-- WHAT IS REQUIRED --
Recast the listing from its start through the line containing "[739,176,761,201]" as a two-column CSV headed instruction and output, with one row for each instruction paired with the answer that follows it. Put each field in quotation marks and replace line breaks inside a field with spaces.
==================================================
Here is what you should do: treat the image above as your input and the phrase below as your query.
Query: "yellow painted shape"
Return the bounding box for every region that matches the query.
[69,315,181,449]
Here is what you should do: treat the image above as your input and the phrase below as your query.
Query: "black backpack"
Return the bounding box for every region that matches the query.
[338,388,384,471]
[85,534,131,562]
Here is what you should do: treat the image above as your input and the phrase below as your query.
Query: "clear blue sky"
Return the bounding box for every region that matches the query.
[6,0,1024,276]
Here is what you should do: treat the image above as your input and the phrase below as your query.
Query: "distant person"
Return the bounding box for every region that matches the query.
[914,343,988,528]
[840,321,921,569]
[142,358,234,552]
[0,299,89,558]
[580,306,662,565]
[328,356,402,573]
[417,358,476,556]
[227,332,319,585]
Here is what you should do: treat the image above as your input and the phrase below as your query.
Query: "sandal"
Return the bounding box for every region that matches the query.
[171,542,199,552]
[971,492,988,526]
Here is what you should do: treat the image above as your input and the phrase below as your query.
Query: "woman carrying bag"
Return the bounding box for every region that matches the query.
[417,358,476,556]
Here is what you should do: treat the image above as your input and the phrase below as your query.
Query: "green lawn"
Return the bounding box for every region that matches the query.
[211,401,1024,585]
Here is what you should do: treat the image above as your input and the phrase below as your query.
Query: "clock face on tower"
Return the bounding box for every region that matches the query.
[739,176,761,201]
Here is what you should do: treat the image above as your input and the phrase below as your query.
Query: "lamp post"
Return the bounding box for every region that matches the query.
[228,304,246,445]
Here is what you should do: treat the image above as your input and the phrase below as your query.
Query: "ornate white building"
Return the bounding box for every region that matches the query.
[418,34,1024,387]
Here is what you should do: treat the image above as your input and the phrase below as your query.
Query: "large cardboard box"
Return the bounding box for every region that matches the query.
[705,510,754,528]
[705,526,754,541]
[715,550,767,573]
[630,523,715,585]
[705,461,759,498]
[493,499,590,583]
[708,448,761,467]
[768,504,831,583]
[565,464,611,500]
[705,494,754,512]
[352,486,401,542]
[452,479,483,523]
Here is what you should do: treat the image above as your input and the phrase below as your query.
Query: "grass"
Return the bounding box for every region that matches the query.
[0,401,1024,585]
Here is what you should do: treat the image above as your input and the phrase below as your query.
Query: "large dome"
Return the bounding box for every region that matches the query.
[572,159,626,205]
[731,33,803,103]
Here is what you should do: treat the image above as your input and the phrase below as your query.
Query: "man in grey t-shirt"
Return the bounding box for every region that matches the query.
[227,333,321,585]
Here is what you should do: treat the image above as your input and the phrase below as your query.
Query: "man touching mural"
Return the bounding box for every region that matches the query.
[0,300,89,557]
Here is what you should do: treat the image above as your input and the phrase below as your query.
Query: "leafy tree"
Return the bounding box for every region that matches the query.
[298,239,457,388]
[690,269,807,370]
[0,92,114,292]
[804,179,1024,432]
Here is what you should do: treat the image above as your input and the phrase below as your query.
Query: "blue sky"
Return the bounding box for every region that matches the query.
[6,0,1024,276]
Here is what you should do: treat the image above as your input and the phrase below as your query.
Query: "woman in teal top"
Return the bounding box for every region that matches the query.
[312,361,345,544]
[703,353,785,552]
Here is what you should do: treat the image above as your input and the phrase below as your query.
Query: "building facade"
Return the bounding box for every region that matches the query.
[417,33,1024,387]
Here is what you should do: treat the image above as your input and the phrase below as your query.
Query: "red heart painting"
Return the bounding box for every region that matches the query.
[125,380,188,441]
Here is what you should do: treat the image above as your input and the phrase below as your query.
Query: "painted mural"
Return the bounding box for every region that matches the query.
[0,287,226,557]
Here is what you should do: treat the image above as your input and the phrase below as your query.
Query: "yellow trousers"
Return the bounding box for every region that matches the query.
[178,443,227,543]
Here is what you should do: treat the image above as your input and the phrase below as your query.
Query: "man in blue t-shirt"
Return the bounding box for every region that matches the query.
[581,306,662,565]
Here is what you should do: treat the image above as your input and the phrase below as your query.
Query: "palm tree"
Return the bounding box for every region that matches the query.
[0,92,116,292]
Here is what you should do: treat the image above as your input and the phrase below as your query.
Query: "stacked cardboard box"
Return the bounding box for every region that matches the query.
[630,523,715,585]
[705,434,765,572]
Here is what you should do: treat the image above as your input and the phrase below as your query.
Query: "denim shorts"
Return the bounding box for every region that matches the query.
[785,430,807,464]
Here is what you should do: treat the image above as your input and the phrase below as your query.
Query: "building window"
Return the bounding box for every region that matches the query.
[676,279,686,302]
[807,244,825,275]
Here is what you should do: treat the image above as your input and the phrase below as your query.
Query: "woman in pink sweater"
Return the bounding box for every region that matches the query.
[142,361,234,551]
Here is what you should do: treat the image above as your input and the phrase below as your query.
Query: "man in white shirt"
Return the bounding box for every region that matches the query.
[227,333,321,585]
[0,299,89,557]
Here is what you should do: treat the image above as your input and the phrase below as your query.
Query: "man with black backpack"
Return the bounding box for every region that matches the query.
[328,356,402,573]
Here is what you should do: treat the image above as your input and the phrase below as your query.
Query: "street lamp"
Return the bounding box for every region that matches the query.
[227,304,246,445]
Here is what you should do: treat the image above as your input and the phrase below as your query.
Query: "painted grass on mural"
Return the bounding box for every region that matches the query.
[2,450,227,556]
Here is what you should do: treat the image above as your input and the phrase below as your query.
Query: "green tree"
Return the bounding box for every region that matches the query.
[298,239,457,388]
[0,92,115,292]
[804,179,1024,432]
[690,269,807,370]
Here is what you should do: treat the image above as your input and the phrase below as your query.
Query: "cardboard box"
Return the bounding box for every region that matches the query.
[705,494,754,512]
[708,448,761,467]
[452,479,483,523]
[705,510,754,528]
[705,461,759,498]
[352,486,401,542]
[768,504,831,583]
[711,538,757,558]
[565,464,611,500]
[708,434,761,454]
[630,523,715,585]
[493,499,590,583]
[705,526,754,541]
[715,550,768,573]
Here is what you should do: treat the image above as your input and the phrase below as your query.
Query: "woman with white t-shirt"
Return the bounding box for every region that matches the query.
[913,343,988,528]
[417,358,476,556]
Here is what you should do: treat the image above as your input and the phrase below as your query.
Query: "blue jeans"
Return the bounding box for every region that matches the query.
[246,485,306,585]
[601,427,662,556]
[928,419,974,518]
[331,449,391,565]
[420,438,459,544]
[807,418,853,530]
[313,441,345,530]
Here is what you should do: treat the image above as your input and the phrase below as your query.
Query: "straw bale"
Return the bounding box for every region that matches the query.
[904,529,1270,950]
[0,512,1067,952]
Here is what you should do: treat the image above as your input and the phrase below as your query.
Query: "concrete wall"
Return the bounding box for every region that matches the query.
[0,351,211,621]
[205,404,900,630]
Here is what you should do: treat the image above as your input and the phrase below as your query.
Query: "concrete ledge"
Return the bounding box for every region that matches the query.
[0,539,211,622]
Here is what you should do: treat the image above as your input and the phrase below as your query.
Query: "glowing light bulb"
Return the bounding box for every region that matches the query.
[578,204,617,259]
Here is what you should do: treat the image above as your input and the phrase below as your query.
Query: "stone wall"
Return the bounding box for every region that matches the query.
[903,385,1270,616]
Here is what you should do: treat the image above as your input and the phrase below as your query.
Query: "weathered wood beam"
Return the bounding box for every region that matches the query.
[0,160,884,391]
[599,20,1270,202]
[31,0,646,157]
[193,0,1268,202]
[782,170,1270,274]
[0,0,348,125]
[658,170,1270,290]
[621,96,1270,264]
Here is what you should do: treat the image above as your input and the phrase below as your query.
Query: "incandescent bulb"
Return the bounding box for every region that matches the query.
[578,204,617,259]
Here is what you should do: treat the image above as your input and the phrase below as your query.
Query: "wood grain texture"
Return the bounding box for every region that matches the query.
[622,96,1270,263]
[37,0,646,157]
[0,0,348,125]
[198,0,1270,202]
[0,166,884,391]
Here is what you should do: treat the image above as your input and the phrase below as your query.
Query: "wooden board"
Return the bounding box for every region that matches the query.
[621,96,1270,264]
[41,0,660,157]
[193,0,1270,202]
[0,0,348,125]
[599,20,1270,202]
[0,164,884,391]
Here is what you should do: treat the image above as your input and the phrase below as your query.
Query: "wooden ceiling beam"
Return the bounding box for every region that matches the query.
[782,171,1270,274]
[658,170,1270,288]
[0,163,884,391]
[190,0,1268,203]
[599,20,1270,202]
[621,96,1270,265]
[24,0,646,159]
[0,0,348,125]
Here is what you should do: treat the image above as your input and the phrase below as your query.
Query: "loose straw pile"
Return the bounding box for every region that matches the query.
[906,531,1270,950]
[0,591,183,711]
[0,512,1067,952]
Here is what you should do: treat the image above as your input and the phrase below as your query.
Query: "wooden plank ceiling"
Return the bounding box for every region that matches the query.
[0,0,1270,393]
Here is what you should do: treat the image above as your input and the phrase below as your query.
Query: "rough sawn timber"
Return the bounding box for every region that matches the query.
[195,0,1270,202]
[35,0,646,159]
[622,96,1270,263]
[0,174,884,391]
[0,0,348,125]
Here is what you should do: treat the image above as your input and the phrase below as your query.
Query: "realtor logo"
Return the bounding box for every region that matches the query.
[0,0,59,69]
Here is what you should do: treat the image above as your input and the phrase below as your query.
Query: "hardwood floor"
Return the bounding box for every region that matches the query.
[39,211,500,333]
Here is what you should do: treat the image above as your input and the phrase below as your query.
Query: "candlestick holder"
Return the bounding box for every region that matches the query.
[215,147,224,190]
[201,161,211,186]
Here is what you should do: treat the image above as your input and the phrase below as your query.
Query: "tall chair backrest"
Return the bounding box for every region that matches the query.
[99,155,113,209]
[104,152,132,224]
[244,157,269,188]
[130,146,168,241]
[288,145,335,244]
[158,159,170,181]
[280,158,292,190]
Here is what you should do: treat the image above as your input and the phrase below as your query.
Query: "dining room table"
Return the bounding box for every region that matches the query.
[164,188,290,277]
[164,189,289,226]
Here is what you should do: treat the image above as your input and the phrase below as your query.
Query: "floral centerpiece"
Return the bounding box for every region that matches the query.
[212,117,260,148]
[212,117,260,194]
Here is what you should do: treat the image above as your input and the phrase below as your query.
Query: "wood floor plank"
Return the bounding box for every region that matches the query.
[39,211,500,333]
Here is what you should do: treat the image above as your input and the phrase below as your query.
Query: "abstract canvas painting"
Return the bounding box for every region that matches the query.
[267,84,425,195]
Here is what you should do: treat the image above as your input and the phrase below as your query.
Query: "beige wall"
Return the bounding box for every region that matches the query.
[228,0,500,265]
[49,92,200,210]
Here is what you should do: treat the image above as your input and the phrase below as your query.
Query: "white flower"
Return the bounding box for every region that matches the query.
==================================================
-- WRITTEN RESPONSE --
instruction,output
"Here is what you should do: treat the image above as your input and the phrase below as your query. Query: ""yellow painted shape"" Return the bounding box for every region that matches the query.","[69,315,181,449]"
"Here is what you should do: treat the image above as your input and the phrase below as your query. Query: ""black backpack"" Return the bounding box for every region that matches the query.","[338,388,384,471] [85,534,131,562]"
"Here is what you should do: treat the image above as your input and the phrase below as your query. Query: ""clear blue sky"" Return the bounding box for every region that matches the query.","[6,0,1024,276]"
"Here is what you should do: treat the image above as your input and the phrase below as your query. Query: ""distant person"" Return the bounding box for every region that matches the query.","[914,343,988,528] [840,321,921,569] [142,358,234,552] [0,299,89,558] [580,306,662,565] [328,356,402,573] [417,358,476,556] [227,332,319,585]"
"Here is what you should do: treat the image above as your input and the phrase below as your query. Query: ""sandal"" Return the bounding box for every region that matches the query.","[171,542,199,552] [971,492,988,526]"
"Here is what you should do: treat the image above as your input and the phrase below as your query. Query: ""woman carrying bag"" Return the bounding box for every region that matches the query.","[417,358,476,556]"
"Here is what you should do: treat the image above as your input and the phrase below as your query. Query: ""green lawn"" Return the bounding box for every region that matches the query.","[211,401,1024,585]"
"Here is what you should do: treat the image above as your input and the phrase below as your query. Query: ""clock face on tower"" Return the bounding box for every region that matches the query.","[739,176,761,201]"